_Source extract_:
---
Barcott just finished a story that used a style of broken line structure found in many magazine features. (For a template of the typical nature essay structure, see author Brian Doyle’s 2008 Orion piece, “The Greatest Nature Essay Ever.“) Barcott’s piece opened in the middle of the action, then proceeded to a nut graf followed by a history of the issue, then returned to the present day story and from there, built toward the resolution or the future of the issue. “Usually I don’t outline. I have a groove in my head,” says Barcott. “I’ll know what the general theme of the story is, but a lot of the finer points and sub-themes emerge in the writing. I wrote something last week where I realized, oh, this foreshadows what happens later. Sometimes that only comes out in the actual writing process.”
---
Dataset items
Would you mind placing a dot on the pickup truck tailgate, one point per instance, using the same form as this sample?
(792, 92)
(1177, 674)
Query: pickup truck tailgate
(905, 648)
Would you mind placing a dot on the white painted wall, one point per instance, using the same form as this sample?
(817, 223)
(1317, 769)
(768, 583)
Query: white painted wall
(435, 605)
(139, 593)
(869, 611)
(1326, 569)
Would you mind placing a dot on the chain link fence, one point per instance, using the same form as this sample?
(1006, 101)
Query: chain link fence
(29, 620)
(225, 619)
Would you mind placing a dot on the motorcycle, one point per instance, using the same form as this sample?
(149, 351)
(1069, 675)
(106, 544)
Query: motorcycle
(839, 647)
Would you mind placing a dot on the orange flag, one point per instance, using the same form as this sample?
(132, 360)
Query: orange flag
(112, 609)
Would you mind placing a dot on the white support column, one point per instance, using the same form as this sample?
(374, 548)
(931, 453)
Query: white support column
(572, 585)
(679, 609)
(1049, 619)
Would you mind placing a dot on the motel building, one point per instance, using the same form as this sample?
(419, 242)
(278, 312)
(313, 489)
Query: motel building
---
_Required task_:
Carry on the passage about Barcott's approach to structuring a story, starting right after its final sentence.

_Final result_:
For the writer sitting on a pile of research and a sense of panic as the deadline closes in, Barcott offers this advice: “Find some similar articles and diagram the hell out of them,” says Barcott. “Figure out that this section does this and this other section does that and then copy that structure. Don’t copy somebody else’s words, but you can use their structure.”

If you really get stuck, watch some movies. Rebecca Skloot finally worked out the structure of her award-winning book The Immortal Life of Henrietta Lacks after watching (and storyboarding) the movie The Hurricane. If that doesn’t work, spend some more time with your dog—either literally or figuratively. Nothing provides a more reliable source of “a-ha” moments than a walk outside with the dog.

 

Christie and the expertly named Oskar. Courtesy of Christie Aschwanden

Christie Aschwanden is an award-winning writer whose work has appeared in dozens of publications, including The New York Times, The Washington Post, O, the Oprah Magazine, Mother Jones, Health, Skiing, Runner’s World, Men’s Journal, National Wildlife, Reader’s Digest, and New Scientist. She was a National Magazine Award finalist in 2011, and she blogs with some science writer friends at The Last Word on Nothing. She lives in western Colorado. Follow Christie on Twitter @cragcrest.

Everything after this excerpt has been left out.